-- Records to use follows --
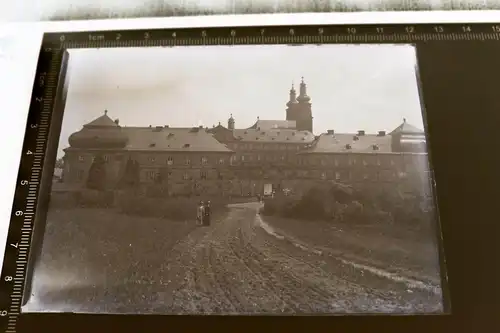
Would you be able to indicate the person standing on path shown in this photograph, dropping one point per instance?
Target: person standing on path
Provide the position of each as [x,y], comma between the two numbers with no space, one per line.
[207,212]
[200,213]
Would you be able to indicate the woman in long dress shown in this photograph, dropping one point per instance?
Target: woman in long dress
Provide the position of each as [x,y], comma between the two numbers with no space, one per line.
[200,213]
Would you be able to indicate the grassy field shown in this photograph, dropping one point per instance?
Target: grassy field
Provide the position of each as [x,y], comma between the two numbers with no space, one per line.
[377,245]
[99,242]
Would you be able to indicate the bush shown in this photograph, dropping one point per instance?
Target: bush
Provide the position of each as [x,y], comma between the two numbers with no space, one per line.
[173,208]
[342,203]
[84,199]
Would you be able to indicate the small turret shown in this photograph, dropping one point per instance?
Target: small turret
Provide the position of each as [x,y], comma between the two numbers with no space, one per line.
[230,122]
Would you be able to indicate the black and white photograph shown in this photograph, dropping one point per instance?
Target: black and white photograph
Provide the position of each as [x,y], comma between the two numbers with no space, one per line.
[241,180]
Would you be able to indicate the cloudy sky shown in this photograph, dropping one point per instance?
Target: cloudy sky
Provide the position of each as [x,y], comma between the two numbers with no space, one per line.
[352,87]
-- Records to use concluded --
-- Records to use follows --
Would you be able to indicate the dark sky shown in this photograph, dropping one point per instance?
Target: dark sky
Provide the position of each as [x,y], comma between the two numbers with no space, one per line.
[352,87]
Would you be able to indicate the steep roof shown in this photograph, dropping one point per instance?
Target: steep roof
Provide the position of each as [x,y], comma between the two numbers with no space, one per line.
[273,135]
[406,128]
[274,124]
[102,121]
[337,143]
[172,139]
-- Records to use concluded --
-- Records to use follows --
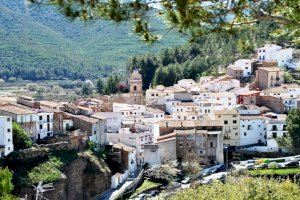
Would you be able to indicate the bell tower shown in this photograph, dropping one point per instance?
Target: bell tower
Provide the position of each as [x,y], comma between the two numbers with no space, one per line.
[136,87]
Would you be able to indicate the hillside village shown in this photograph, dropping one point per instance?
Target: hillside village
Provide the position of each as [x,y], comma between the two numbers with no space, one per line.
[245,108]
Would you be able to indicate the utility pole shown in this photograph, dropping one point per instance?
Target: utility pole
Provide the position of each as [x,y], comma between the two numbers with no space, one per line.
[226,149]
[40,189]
-- Records to use concluded --
# Action item:
Tally every line of the entries that contains the word "grassy", and respond with that number only.

# Expected output:
2